SOURCE PASSAGE:
################
Yet in an unsigned opinion, the court June 25 further upheld its oppressive Citizens United ruling by overturning a law that everyone agreed had kept corrupt money out of Montana politics for a century. It ruled corporations could now make independent political expenditures, despite the state’s warning that unlimited floodgates would now open, despite reminders that the law protected Montana from just such corporate dominance of its legislature and, need we add, judges.

In so doing, it took away state rights -- even Scalia did – or at least a local escape hatch for “corporate money is speech.” But eliminating something that had long worked upheld the Citizens United ruling. The justices are clearly closing their eyes to the impact, because to this point that decision is destroying any sense of democratic balance in a country where one side has far more money and so much of politics depends on advertising power.

That Montana ruling came a week after a ruling that further unbalanced the money game in politics by further crippling unions, which many see as the only financial weight with its accumulated pennies against the combined wealth of the right.

On the surface the decision didn’t raise sparks and seemed routine. It said that unions must now allow workers to opt-in to special short-term assessments for political advocacy. But in effect that limits how public unions can raise money for their beliefs speedily in a 24/7 political world. And that forced slowness flies in the face of the main argument for Citizens United -- that both sides in a debate can raise money as they will and quickly.

In truth, the details of this ruling force unions to jump through hoops and delay political action. The unions now must get special permission from members for special assessments for political activity though corporations can say what they want in a political context without getting approval from shareholders or consumers. So no matter how much the US Supreme Court claims it is not partisan, real politics on the ground demonstrate that it is tilting balanced political speech.

It is also ignoring the hard evidence around it. The court may claim that “one person one vote” can stand up to unlimited right-wing cash but it surely sees how money is controlling politics and it is stepping on the gas, not the brakes, while crushing the opposition with its rulings. It will be hard for democracy to survive when money controls message.

No question the court still has a concern with nuances, as well as human issues when moral concerns inflame the public, but no question there are political players running the show. You cannot otherwise explain Scalia’s bench remarks about Osama’s immigration policies, which so contradict Scalia’s own opinions in fields other than immigration.

The court often justifies stepping in when it doesn’t perceive a national “political will informed by searching, thoughtful, rational civic discourse.” Somehow that weighs with incarcerated juveniles and immigration rules, but not with money in politics. (Maybe that’s what they mean by compassionate conservative.)

And that brings us to preview Thursday – unless the court punts, as some observers think it might – and a decision on the Affordable Care Act.

Nationally the health care law is slowly working well for millions as it heads for full implementation in 2014. Even Republicans like it in polls until they learn that what they like is “Obamacare.” So any deep attack on its improvements by the court could upset much of the economic gains and positive feelings.

Overturning the individual mandate could actually sweep Obama into re-election and completely revamp the health industry. The public could rise up and demand “Medicare for all” and “individual payer” rules, crushing the power of private health providers whom Obama worked hard to keep in the game.

The court’s political savvy as well as its legal savvy it about to be challenged. The Supremes love to parse and pick without seeming to play politics. But if they pick and parse this time while playing politics, the political firestorm may not be what conservatives are counting on.
################
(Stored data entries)
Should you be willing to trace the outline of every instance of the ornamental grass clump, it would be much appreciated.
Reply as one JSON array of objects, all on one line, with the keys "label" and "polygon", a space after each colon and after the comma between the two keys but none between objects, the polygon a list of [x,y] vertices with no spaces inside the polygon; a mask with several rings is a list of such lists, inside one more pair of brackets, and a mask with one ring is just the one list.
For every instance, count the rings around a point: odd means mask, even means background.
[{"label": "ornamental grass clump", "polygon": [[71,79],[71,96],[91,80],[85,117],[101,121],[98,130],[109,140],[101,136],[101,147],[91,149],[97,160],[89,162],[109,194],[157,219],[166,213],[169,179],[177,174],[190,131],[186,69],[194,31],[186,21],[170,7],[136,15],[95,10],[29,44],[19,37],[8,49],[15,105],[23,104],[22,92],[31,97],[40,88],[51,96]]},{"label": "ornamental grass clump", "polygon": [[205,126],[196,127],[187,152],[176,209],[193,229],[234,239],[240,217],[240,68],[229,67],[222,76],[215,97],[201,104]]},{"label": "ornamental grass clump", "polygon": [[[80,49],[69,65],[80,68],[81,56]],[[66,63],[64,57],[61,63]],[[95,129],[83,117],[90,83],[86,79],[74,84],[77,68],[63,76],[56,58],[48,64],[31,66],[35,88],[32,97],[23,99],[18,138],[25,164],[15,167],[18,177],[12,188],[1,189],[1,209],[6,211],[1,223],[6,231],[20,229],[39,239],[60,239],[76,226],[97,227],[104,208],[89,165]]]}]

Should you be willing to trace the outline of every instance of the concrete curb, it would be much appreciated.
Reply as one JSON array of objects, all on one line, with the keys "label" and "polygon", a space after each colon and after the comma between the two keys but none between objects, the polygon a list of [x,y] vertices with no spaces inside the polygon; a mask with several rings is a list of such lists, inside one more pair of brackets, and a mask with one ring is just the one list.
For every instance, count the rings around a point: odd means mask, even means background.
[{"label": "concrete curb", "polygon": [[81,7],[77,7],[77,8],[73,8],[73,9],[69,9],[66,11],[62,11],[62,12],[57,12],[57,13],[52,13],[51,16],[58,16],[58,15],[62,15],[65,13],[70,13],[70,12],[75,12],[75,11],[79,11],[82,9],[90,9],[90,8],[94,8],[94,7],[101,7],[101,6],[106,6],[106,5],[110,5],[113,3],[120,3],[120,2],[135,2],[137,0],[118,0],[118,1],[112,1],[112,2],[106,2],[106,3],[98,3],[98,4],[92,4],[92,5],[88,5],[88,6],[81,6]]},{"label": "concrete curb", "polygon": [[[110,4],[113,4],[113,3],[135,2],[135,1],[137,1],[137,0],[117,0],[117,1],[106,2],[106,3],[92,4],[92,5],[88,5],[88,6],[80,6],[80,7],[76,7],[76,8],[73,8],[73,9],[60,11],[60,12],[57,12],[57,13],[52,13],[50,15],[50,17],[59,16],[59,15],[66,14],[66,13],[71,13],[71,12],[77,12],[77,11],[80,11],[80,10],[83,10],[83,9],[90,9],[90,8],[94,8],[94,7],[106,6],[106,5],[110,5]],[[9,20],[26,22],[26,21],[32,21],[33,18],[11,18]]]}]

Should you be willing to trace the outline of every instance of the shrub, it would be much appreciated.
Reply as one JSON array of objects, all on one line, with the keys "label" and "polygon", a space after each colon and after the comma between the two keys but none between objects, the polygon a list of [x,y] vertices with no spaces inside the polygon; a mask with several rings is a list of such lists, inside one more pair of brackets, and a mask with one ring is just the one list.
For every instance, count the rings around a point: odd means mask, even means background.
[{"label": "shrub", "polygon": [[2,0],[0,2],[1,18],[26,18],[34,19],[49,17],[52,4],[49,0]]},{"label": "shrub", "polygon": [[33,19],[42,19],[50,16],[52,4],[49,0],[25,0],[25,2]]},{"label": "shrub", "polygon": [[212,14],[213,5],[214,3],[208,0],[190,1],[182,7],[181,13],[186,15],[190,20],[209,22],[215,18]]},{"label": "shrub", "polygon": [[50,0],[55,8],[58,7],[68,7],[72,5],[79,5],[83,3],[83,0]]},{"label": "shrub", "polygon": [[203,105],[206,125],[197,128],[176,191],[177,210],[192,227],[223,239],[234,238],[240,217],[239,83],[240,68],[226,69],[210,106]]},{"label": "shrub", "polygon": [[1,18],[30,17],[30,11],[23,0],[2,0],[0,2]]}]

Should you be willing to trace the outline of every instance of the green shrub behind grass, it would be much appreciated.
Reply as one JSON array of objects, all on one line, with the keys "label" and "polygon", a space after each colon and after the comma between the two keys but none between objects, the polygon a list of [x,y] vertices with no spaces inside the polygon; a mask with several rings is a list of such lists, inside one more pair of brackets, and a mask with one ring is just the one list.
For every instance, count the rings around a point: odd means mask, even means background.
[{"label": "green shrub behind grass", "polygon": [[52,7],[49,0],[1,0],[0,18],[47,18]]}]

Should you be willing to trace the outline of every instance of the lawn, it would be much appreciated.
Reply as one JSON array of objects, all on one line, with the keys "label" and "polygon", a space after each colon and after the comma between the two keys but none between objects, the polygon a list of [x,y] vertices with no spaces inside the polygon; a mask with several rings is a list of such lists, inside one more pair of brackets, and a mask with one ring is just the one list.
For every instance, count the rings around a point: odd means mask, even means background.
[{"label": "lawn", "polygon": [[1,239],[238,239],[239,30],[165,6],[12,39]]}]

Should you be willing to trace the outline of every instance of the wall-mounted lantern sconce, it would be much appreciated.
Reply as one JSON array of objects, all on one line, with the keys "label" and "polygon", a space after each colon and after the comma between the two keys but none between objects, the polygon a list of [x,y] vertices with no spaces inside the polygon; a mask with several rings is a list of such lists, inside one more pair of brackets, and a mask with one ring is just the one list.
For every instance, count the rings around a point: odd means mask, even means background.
################
ASSIGNMENT A:
In the commentary on the Supreme Court, what does the union ruling say unions must now allow workers to do?
ASSIGNMENT B:
Decide whether each statement agrees with the commentary on the Supreme Court. Answer yes or no for each, and quote the deciding words.
(i) The Montana law that was overturned had kept corrupt money out of the state's politics for a century.
(ii) The health care law is heading for full implementation in 2015.
(iii) Corporations must get approval from shareholders before speaking in a political context.

YOUR SOLUTION A:
Unions must now allow workers to opt in to special short-term assessments for political advocacy.

YOUR SOLUTION B:
(i) Yes: "a law that everyone agreed had kept corrupt money out of Montana politics for a century"
(ii) No: "as it heads for full implementation in 2014"
(iii) No: "corporations can say what they want in a political context without getting approval from shareholders or consumers"